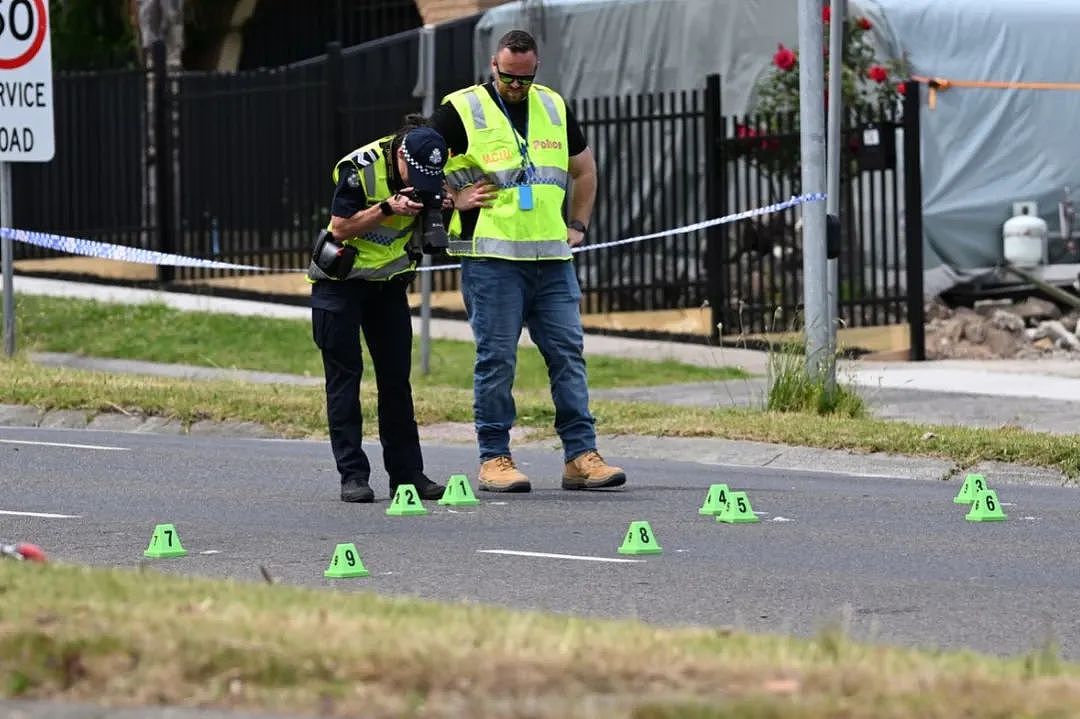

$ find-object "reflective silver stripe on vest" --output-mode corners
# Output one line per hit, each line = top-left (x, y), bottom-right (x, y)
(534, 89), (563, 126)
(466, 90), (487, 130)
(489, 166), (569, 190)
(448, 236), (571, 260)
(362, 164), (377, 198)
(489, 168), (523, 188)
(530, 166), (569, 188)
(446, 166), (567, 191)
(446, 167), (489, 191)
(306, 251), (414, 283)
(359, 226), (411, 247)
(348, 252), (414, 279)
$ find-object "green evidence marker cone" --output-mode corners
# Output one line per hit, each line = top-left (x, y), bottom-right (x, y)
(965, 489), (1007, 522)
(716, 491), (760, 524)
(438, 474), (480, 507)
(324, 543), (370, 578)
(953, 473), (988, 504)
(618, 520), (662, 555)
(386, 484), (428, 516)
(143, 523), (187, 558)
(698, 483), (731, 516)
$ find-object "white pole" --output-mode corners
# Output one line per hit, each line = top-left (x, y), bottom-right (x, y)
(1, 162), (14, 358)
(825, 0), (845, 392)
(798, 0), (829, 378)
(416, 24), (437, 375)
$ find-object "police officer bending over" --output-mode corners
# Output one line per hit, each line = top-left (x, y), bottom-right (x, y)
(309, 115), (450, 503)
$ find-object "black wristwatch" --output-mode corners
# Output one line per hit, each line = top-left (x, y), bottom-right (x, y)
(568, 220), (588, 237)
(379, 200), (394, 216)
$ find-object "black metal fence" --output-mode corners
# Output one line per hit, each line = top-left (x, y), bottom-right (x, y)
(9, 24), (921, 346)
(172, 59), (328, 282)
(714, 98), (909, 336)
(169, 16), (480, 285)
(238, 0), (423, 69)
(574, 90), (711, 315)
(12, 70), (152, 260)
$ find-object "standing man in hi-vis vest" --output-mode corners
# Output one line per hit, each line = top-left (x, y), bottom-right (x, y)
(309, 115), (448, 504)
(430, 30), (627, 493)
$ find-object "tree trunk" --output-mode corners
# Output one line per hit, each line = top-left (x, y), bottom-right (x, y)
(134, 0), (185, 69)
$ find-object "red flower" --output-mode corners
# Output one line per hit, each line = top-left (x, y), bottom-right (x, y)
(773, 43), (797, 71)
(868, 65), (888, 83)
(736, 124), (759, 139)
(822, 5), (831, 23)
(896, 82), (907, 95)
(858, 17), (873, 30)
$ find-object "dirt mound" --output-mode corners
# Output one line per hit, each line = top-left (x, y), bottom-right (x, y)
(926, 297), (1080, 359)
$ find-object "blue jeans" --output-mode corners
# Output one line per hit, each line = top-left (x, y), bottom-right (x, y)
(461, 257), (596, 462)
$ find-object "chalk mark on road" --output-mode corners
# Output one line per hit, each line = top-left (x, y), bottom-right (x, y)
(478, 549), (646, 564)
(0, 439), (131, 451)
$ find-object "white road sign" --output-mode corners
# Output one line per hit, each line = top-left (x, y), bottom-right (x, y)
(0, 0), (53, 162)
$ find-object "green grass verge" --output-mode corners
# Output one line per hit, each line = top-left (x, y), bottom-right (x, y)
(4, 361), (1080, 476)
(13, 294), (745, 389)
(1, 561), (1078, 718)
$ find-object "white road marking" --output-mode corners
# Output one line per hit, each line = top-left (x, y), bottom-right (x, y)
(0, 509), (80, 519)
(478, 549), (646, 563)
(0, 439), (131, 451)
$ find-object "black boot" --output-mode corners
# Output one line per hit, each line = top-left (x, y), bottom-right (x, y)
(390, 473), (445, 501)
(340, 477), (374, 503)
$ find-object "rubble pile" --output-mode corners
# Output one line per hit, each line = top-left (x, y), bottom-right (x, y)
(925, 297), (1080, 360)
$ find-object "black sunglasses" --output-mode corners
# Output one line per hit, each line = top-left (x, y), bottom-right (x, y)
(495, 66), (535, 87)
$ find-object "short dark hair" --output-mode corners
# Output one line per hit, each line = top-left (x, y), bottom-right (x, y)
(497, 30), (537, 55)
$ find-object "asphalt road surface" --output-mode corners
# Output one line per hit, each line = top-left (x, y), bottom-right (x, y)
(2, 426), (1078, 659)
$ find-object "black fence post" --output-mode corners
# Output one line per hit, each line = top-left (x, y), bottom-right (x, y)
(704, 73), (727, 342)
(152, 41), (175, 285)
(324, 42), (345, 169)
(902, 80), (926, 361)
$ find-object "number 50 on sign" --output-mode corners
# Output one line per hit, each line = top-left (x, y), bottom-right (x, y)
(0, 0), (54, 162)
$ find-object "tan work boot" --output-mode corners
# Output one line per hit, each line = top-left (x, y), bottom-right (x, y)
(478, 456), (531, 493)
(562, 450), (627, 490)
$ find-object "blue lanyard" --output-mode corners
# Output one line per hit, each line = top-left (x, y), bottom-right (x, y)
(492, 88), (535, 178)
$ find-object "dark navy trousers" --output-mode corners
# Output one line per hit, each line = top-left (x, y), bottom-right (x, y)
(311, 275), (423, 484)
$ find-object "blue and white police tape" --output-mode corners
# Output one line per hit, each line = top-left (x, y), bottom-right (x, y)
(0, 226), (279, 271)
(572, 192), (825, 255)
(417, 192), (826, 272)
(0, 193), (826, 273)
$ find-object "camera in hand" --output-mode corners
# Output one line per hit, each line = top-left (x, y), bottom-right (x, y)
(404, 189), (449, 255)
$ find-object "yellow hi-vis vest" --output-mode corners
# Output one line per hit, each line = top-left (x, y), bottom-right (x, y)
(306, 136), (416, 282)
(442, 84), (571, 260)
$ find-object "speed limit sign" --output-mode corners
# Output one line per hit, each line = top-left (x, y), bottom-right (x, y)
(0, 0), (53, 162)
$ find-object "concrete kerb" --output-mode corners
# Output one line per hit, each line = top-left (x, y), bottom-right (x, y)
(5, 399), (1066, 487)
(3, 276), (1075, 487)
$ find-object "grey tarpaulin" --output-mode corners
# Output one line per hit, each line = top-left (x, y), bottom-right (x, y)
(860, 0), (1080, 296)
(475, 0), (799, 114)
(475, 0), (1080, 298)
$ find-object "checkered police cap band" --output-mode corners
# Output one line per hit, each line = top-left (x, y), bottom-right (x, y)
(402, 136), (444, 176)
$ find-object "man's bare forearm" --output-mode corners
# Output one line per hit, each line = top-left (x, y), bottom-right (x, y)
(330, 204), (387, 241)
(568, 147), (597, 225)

### PROBLEM STATEMENT
Look through the entries for lines containing the word "fence" and return each one.

### RESPONSE BELOW
$ find-object "black metal fence" --output-mode corners
$ find-object "black fence post" --output-mode corners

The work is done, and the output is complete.